§ PROMPT:
Only the lines from the one containing "Point out the basket" through the final line of the material below should be output, exactly as they stand.

§ Entries taken from a collection:
◆ ◆ ◆ ◆ ◆
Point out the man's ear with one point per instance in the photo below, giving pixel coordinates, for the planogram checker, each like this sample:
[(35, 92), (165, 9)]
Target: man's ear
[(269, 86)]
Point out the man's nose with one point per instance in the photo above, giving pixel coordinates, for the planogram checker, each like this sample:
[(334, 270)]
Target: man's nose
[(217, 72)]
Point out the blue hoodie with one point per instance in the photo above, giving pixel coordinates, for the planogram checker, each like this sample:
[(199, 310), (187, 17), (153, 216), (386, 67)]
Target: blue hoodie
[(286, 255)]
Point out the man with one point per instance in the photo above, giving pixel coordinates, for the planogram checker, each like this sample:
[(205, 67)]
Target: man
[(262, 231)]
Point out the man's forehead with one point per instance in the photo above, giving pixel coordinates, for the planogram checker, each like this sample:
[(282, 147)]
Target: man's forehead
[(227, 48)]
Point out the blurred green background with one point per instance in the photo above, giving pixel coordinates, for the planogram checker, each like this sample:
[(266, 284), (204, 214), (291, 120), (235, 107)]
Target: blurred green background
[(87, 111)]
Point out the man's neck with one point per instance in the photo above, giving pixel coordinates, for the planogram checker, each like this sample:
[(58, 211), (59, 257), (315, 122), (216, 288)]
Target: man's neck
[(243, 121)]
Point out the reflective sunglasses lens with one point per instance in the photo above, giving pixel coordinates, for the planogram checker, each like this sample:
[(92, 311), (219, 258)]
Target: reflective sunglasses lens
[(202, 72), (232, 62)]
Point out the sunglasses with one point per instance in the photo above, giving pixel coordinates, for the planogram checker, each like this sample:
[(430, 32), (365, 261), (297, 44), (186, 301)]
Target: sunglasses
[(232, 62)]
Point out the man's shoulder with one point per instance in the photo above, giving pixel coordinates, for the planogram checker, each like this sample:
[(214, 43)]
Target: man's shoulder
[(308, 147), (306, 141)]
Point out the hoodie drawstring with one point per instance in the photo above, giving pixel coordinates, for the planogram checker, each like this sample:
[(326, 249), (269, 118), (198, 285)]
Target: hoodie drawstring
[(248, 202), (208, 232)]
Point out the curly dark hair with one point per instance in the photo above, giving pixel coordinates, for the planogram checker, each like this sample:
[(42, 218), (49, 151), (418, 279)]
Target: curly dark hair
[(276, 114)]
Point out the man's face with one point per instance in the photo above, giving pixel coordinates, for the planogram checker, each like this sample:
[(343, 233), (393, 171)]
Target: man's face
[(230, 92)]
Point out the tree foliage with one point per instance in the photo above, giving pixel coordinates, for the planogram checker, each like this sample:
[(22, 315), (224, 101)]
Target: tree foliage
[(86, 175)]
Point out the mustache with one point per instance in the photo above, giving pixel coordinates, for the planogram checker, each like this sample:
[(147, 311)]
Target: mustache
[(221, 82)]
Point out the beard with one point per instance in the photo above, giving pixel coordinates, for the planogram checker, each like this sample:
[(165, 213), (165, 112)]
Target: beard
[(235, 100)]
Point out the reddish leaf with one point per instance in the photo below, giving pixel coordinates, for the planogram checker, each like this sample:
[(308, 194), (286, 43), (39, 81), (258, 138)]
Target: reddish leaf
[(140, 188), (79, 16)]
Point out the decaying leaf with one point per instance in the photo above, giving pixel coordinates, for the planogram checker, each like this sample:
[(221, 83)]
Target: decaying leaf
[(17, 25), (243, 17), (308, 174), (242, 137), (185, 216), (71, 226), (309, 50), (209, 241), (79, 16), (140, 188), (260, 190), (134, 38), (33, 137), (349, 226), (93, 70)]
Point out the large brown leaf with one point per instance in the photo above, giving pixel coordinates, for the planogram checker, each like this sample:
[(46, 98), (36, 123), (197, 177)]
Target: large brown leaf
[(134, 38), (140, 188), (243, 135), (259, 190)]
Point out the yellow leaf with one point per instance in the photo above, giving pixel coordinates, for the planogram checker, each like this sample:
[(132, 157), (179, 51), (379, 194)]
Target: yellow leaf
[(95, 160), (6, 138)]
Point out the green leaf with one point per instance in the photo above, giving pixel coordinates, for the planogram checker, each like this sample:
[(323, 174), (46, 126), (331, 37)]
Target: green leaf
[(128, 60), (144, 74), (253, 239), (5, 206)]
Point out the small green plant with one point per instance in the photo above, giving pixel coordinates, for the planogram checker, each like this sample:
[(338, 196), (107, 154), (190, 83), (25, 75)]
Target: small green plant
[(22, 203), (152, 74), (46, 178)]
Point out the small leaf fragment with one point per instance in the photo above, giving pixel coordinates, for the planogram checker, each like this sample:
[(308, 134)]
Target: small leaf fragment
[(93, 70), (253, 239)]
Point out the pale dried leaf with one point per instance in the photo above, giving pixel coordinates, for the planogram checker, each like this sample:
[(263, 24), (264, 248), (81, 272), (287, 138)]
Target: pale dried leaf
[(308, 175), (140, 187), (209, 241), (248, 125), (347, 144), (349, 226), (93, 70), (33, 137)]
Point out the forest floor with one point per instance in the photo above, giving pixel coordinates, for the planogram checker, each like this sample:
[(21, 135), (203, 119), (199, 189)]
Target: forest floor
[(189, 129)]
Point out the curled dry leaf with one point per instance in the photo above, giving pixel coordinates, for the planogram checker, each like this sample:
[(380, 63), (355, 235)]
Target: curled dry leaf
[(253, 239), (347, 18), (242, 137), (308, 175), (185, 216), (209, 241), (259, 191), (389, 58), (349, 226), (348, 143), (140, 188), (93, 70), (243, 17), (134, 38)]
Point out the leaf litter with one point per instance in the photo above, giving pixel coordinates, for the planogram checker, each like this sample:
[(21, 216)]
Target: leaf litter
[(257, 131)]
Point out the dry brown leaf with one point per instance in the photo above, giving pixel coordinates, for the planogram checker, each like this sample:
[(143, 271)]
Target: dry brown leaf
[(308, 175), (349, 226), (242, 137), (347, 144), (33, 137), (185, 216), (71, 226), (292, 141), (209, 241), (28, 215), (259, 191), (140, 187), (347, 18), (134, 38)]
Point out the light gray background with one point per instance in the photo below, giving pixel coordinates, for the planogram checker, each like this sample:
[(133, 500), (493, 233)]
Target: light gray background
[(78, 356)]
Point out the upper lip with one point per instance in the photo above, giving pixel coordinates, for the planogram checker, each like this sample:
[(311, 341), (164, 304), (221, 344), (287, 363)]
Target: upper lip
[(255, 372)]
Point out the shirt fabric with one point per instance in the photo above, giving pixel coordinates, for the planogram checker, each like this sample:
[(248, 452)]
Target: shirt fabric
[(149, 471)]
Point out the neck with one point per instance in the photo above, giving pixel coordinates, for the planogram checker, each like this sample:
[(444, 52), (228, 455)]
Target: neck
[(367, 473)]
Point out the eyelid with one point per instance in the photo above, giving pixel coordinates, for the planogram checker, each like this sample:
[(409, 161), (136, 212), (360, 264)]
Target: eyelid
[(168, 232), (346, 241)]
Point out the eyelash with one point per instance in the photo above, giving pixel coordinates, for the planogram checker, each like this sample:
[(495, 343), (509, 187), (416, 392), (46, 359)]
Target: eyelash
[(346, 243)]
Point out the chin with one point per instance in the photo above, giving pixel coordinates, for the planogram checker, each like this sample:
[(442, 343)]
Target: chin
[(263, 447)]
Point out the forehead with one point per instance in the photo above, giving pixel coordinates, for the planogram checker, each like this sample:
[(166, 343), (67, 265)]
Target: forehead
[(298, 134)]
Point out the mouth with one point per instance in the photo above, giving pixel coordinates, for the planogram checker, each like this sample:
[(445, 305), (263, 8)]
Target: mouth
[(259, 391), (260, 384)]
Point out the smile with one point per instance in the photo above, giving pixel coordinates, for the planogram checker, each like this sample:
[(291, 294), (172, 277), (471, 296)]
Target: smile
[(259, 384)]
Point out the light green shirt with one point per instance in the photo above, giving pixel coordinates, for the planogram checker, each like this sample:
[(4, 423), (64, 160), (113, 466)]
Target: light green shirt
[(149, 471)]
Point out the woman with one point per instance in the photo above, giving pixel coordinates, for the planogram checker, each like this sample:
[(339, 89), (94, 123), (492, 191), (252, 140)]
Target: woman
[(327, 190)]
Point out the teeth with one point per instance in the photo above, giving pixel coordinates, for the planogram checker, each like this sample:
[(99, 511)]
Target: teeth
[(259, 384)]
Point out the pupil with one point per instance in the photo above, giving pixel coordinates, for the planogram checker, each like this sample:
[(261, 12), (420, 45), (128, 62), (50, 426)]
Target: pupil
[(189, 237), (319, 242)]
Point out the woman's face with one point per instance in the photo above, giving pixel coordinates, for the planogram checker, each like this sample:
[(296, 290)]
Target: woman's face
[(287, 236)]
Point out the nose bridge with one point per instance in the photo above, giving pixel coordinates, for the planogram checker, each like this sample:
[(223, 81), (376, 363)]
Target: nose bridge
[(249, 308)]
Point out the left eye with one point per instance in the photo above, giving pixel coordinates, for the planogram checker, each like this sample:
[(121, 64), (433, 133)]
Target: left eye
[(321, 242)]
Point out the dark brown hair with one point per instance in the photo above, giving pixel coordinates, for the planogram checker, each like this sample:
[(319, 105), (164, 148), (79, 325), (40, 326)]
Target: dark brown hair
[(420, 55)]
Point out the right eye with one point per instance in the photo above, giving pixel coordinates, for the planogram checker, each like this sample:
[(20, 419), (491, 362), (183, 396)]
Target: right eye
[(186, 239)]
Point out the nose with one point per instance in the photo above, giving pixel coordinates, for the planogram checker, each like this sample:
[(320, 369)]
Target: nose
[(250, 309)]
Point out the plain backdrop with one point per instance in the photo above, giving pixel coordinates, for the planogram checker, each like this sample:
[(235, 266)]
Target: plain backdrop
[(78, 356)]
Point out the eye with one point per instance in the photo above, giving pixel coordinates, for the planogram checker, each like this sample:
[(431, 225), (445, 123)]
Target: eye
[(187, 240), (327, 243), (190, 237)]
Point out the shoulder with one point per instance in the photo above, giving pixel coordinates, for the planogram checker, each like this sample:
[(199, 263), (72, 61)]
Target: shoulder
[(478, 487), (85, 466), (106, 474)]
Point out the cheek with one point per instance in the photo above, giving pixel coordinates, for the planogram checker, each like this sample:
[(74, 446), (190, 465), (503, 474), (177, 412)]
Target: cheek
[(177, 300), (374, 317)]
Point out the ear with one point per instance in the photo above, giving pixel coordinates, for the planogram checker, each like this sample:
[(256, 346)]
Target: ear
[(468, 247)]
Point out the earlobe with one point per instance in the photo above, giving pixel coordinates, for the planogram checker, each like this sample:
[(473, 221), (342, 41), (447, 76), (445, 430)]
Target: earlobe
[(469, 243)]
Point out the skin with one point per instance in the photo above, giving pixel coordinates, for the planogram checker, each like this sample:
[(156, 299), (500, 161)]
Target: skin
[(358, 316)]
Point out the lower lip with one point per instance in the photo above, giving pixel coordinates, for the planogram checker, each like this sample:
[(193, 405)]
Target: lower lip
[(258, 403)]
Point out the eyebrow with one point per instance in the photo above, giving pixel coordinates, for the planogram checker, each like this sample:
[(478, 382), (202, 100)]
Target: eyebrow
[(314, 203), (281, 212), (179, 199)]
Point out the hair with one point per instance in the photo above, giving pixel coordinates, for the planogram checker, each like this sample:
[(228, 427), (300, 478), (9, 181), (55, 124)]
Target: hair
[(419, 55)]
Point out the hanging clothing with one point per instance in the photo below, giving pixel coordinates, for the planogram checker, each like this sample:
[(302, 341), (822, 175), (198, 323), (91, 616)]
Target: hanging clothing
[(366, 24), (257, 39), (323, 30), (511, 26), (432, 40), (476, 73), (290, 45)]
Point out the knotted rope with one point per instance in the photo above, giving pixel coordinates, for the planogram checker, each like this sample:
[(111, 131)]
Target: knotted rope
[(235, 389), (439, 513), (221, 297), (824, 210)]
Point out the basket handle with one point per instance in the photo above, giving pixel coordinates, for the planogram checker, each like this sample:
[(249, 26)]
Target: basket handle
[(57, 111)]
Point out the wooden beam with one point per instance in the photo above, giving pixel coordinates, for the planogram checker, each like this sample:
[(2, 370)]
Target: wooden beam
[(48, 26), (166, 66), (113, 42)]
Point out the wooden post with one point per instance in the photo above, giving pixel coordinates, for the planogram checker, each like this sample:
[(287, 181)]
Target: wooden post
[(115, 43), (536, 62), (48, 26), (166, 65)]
◆ ◆ ◆ ◆ ◆
§ SOLUTION BELOW:
Point out the basket handle with one point per instance in the photo above, giving pixel coordinates, for the planogram checker, each like this sample:
[(249, 26)]
Target: basket handle
[(57, 111)]
Point out the wooden beam with one point per instance in the photo above, giving pixel coordinates, for the planogram checker, each like this sample:
[(2, 370)]
Target: wooden beam
[(48, 26), (166, 66), (113, 42)]
Point out the wooden post with one point per instance in the photo above, giving pixel coordinates, for the planogram checker, each like this sample:
[(287, 181)]
Target: wooden post
[(115, 43), (536, 62), (48, 26), (166, 65)]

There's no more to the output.